Count the lines in the listing below that contain the string "hanging", treating uppercase and lowercase letters as different, and give only the number.

____

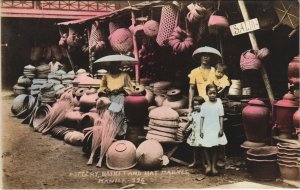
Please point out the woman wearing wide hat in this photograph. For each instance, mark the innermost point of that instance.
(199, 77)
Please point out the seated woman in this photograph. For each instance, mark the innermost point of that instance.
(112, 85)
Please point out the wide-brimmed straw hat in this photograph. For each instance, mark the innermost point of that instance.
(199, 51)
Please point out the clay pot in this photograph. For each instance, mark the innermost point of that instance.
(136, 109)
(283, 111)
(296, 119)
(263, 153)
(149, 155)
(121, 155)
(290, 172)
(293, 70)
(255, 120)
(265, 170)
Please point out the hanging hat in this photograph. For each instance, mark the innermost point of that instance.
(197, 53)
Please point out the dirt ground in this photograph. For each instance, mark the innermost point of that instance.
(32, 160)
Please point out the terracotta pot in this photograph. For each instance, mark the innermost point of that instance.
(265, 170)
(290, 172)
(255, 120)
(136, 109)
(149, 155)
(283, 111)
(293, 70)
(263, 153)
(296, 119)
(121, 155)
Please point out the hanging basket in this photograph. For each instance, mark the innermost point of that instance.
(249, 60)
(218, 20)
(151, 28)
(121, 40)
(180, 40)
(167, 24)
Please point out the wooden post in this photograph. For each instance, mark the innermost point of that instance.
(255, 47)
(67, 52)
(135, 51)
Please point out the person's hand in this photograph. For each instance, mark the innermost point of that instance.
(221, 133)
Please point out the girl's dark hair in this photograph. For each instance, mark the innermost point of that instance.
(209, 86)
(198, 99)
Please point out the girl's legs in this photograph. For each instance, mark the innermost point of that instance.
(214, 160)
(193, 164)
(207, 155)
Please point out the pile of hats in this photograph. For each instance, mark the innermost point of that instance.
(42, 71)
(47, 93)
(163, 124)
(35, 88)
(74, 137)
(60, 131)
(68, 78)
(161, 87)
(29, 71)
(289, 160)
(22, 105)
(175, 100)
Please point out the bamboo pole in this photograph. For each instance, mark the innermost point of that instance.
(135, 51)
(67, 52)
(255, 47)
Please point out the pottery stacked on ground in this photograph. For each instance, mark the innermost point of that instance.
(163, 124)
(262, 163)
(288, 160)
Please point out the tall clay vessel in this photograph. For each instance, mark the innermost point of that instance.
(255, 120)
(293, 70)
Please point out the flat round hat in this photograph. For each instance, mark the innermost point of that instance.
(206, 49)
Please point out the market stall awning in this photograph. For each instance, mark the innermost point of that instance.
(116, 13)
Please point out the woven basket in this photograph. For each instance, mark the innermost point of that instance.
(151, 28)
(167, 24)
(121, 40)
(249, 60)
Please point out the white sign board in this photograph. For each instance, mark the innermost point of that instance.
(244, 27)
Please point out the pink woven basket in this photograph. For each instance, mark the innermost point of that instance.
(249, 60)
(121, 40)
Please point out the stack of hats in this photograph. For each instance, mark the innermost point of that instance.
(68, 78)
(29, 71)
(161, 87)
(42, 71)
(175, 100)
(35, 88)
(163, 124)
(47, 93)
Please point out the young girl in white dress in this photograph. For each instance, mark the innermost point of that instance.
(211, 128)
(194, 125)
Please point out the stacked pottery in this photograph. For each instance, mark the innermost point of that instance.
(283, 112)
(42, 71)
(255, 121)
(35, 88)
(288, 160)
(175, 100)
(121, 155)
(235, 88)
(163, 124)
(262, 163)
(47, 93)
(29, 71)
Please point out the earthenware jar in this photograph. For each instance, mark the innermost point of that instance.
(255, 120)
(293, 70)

____

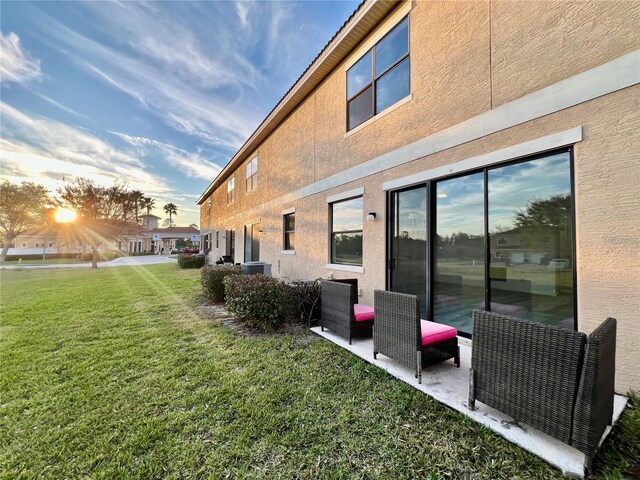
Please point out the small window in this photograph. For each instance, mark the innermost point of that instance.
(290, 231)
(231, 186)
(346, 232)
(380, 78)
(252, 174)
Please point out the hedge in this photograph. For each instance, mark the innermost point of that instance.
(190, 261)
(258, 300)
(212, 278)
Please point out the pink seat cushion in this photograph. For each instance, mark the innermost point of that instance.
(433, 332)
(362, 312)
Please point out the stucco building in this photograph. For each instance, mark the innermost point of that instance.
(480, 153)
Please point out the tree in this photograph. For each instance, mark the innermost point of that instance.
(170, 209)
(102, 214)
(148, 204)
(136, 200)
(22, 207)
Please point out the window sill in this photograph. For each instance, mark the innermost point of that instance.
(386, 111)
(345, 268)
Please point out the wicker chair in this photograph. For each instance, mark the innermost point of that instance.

____

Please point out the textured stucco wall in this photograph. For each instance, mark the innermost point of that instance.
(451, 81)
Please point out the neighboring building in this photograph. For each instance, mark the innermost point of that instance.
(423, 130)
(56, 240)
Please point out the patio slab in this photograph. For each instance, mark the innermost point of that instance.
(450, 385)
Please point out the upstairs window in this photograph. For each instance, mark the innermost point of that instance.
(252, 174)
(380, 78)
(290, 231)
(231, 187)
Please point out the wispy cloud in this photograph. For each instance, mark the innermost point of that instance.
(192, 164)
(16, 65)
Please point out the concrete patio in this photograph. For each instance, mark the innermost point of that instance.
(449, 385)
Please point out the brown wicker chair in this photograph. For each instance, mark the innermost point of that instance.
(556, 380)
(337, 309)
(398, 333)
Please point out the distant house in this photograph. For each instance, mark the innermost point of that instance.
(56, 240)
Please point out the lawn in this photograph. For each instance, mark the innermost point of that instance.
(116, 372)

____

▶ **Answer for this exercise**
2